__Goal of the exercise__: What is needed here is an exact printout of the data, with no pictures included.

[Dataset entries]
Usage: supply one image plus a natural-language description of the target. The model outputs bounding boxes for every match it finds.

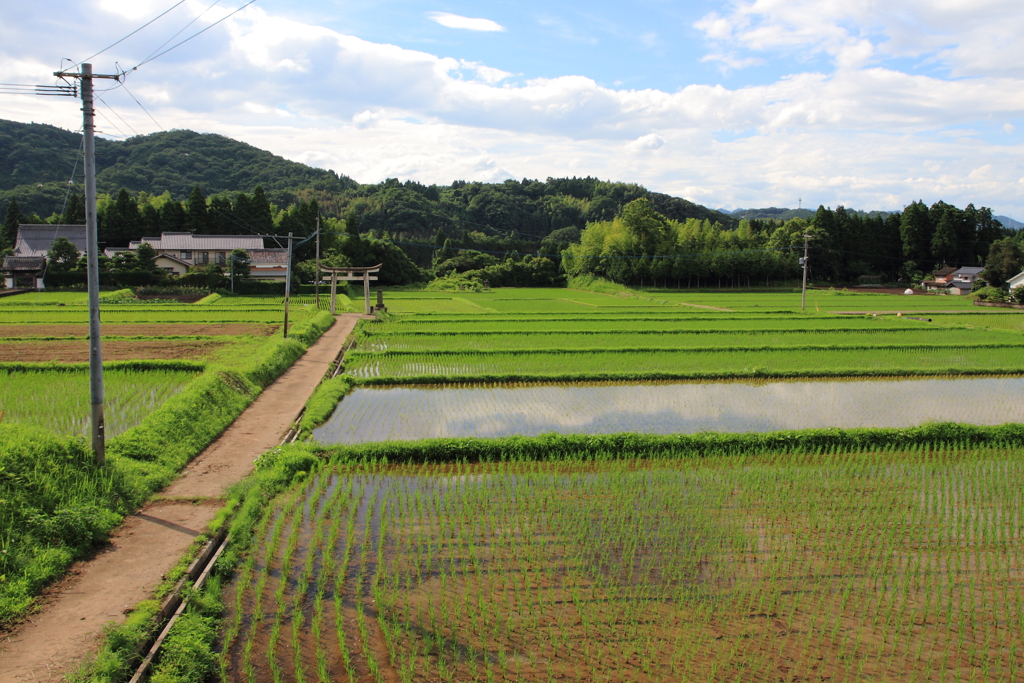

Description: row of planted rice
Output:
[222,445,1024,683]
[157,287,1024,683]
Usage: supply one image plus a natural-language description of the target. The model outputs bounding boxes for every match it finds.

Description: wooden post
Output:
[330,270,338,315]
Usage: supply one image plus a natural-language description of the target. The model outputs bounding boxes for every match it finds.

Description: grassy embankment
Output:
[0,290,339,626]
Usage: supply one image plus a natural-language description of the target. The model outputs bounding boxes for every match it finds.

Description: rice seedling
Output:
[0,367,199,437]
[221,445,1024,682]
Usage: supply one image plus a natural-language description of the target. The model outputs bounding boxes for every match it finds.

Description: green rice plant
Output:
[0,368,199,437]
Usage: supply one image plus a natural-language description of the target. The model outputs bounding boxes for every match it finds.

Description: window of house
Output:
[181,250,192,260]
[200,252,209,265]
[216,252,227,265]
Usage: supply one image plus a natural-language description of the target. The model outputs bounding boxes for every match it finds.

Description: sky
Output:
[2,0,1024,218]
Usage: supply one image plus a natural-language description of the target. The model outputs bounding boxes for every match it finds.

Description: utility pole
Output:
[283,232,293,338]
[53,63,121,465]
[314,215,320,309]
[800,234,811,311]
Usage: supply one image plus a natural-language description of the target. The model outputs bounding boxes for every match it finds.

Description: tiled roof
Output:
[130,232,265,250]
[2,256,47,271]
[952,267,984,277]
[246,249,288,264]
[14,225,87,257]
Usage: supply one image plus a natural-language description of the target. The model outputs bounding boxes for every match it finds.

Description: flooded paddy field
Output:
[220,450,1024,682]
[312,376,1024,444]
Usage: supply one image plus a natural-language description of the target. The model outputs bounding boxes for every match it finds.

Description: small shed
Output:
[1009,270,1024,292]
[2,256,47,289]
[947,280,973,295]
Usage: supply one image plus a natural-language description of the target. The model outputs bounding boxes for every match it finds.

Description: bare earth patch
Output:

__Written reply__:
Usage: supply one image plus a natural-language description of the target. The model outputs bounding boxes for every match it finds.


Description: row of planted rice
Output:
[222,445,1024,683]
[157,287,1024,683]
Usage: supply one image plus a natural-language description of the target. The model outputs bounding boxes for every match it finds.

Description: wooden post
Output:
[330,270,338,315]
Usage: supply one image plus a natural-language description of the target. The model outputs bounding boxes for every match it finds.

Description: grassy embankment
Output:
[0,290,339,626]
Usage: supply one image plus a natural-language description of the target. The model outputs bounding boxes for every match it finds.

Description: rice seedling
Output:
[0,367,199,437]
[221,445,1024,682]
Usage: supply one image plus a natural-language description of the target. The model outputs bounding boxes for every match it finds.

Description: green rice plant
Output:
[0,368,199,437]
Usage: supply one image plus a natural-language description of the target. The model outputs bounding boxes for every match it finds.

Description: window of house
Output:
[181,250,192,260]
[200,252,209,265]
[216,252,227,265]
Usage: supply one image plus a natural-language description of the target. The model outputs bounding boxes for every match it finds.

Description: sky
Output:
[2,0,1024,218]
Usage: supply one image plus a natural-language description of the target. The model outputs bounding boxes for every match it finds.

Description: utility pole
Output:
[283,232,293,338]
[53,63,121,465]
[314,215,320,309]
[800,234,811,311]
Usage: supply one image plus a natural-language description of the target. The model outputs bounding boxes for every match it finds.

Description: tiled roof
Output:
[130,232,265,250]
[2,256,47,271]
[952,267,984,277]
[246,249,288,264]
[14,225,87,257]
Usage: supply one image plus a natural-language description of the target. The model outputs bounding boxes for every match it finds.

Description: flooded paddy field
Output:
[220,450,1024,682]
[312,376,1024,444]
Usage: supply one image plus a natural-language description of the target. The model outputs bounding boxes for every match it finds.

Description: small shed
Output:
[1009,270,1024,292]
[2,256,47,289]
[947,280,973,295]
Usage: supply one image plus a natural-language description of the target. The model outputs bounding boxes for every match it finds.

Description: bare earth patch
Output:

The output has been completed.